▸ What the exercise asks:
Every line below needs to be transcribed without alteration, and no image may be carried over.

=== Excerpted records ===

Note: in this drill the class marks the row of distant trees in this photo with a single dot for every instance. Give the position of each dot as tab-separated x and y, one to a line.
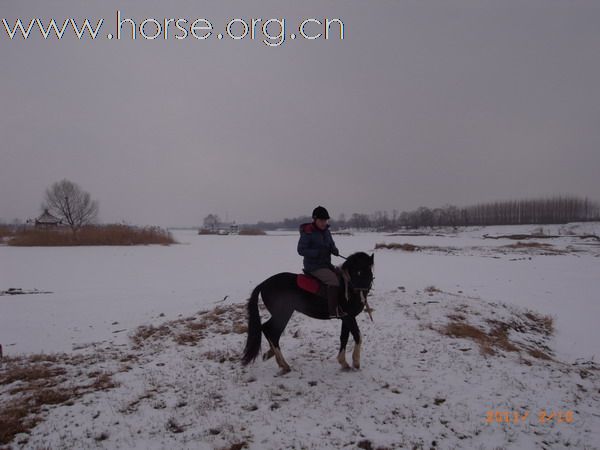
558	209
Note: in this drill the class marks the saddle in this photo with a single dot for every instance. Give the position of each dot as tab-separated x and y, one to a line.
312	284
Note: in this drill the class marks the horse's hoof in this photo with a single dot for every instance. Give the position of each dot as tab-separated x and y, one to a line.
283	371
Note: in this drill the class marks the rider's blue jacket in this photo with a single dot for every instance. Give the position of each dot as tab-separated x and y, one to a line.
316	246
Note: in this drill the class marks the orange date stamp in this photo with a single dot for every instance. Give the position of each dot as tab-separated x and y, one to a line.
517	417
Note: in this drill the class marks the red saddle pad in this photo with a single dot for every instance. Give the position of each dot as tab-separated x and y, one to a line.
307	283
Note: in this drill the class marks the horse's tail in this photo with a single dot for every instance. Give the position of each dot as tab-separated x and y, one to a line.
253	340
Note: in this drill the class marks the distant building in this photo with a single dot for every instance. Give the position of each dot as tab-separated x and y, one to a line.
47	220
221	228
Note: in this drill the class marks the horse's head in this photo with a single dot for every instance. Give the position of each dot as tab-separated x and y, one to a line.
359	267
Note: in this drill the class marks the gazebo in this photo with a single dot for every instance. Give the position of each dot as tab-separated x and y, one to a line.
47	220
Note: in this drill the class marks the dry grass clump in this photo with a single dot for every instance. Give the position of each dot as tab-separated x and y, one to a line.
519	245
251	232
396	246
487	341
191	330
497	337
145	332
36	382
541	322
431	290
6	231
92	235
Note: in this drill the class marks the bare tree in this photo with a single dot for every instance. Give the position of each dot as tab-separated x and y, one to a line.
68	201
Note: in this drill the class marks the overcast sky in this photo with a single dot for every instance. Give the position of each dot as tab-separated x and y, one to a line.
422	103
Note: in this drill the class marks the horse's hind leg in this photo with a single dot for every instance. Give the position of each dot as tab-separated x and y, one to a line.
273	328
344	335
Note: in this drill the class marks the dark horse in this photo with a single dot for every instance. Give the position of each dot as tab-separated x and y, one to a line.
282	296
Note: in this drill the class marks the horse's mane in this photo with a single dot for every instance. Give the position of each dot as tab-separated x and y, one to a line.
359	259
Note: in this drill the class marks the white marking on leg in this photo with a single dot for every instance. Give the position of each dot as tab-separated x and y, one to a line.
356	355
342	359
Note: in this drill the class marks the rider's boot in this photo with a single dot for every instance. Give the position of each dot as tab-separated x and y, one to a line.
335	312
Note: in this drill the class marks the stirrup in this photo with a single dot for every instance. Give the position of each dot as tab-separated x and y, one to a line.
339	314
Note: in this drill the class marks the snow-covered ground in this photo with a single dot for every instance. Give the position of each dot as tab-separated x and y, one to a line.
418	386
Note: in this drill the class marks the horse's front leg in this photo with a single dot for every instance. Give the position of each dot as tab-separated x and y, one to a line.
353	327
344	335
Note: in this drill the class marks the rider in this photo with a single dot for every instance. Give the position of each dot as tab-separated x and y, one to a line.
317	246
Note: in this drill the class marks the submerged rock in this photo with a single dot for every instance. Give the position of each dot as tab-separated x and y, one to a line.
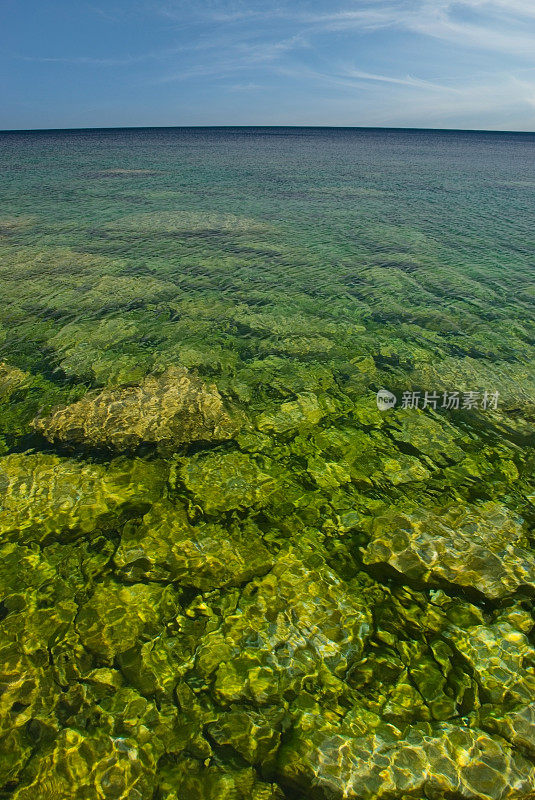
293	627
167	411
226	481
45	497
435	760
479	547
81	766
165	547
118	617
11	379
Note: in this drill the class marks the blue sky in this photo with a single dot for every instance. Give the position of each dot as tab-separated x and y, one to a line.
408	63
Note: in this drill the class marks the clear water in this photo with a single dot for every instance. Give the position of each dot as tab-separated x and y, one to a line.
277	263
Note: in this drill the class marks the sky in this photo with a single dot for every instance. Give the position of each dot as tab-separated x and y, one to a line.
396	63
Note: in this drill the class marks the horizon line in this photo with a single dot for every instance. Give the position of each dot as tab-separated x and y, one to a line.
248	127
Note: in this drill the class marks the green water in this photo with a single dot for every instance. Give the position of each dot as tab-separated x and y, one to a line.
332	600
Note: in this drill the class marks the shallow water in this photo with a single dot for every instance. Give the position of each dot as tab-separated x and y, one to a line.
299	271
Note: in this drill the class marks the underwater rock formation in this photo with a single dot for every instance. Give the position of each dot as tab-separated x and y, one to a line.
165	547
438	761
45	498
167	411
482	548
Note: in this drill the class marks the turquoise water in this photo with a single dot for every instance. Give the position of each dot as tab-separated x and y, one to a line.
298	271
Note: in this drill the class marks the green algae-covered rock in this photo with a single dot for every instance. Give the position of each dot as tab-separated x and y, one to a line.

===

▸ Answer for this exercise:
Note: in this drill the class marks the row of distant trees in this photo with a single dot for every instance. Give the position of each dot as tab-separated x and y, one to a line.
558	209
Note: in this drill the class marks the saddle in this photo with a single dot for every instance. Give the position of each dot as tab-separated x and y, one to a line.
312	284
Note: in this drill the class marks the horse's hoof in this photo with a single dot for every instance. Give the position of each dot as tab-separated x and y, one to a line.
283	371
Note: in this drill the class marks the rider's blue jacket in this photo with a single dot for every instance. Give the position of each dot as tab-separated x and y, one to a line.
316	246
Note: in this drill the class marks the orange date stamp in this photo with a single dot for every instance. Give the position of each dot as tab-separated x and y, one to a line.
517	417
Note: in this drill the class marks the red saddle pad in this photo with a single dot for every instance. Give the position of each dot as tab-separated x and y, one to a line.
307	283
Note: in this drill the class marks the horse's tail in this photo with a single dot for every instance. Give the position of each dot as tab-separated x and y, one to a line.
253	340
Note: in this drill the class marks the distant building in this photo with a single dot for every instance. Give the position of each dot as tab-separated x and y, one to a line.
47	220
221	228
Note: in this drill the class marks the horse's head in this photo with a single dot for every instance. Give the position of each dot as tab-separated x and y, one to a line.
359	267
Note: in this drill the class marks the gazebo in this photo with a single dot for every instance. Give the position of each dot as tab-separated x and y, one to a line.
47	220
Note: in this drill the class marks the dry grass clump in this photo with a single dot for every instance. Give the position of each dot as tab-separated x and y, one to a line.
519	245
251	232
396	246
487	341
191	330
497	337
145	332
36	382
541	322
431	290
6	231
92	235
Note: in this drill the class marks the bare tree in this photo with a single dot for every instance. Give the position of each dot as tab-separated x and y, one to a line.
68	201
Note: in this drill the class marks the overcast sky in this photo with a single dot for every instance. Give the position of each dot as tab-separated x and y, one to a line.
422	103
Note: in this drill the class marks the horse's hind leg in this photo with a single dot for every instance. Give the position of each dot as tab-separated x and y, one to a line.
273	328
344	335
Note: in this drill the class marks the dark horse in this photo with a single dot for every instance. Give the position of each dot as tab-separated x and y, one to a line.
282	296
Note: in this drill the class marks the horse's mane in this photo with a single dot for every instance. Give the position of each dot as tab-separated x and y, one to a line.
359	259
Note: in this drill the class marks the white marking on leg in this photo with a single dot for every instance. Give the position of each dot as tab-separated x and y, one to a line.
356	355
342	359
Note: in this drill the class marks the rider's boot in this photo with a single dot for every instance. Give the position of each dot as tab-separated x and y, one to a line.
335	312
Note: in this drill the class marks the stirrup in this photo with a single dot for every instance. Give the position of each dot as tab-separated x and y, one to a line.
339	314
Note: in this drill the class marks the snow-covered ground in this photo with a single dot for every instance. Give the position of each dot as tab-separated x and y, one to a line.
418	386
Note: in this drill the class marks the horse's front leg in this photo with a single dot for every instance. Give the position of each dot as tab-separated x and y, one to a line.
353	327
344	335
Note: in this drill the class marks the rider in this photo with a single dot for every instance. Give the position of each dot as tab-separated x and y, one to a line.
317	246
Note: in this drill the class marks the submerged rock in this photo with a single dot for every instance. Give the position of each dot as tab-separated x and y, one to a line.
293	627
167	411
226	481
45	497
435	760
479	547
81	766
165	547
118	617
11	379
Note: in this drill the class marks the blue sky in this photo with a single dot for every instance. Give the position of each dot as tab-separated x and y, one to a line.
408	63
Note: in this drill the class marks the clear water in this photo with a single dot for every instance. Give the position of each dot as tab-separated x and y, one to a line.
277	263
Note: in this drill the class marks the sky in this photo with a single dot for every instance. Give the position of each dot as tab-separated x and y, one to a line.
396	63
Note: in this drill the class marks the horizon line in this photo with a single dot for every instance. Give the position of each dot as tab-separated x and y, one to a line.
248	127
Note: in this drill the class marks the green water in this photo with a single dot for every instance. Give the position of each dot as tab-separated x and y, one to a line.
332	600
Note: in this drill the class marks the shallow water in this photo with a single dot for every instance. Give the position of each dot as tab-separated x and y, one to a line.
299	271
Note: in this drill the class marks the underwater rock formation in this photo with a single dot for every instance. Give the position of each dot as tab-separated x and y, one to a line.
165	547
438	761
45	498
167	411
482	548
Note: in this drill the class marks the turquoise water in this photo with a single dot for every instance. Give the position of each dot as tab-separated x and y, one to a line.
298	271
Note: in this drill the class marks the green algae-covered rock in this photo with a single dot for every instance. Give the position of each dot as tab-separated x and y, one to a line.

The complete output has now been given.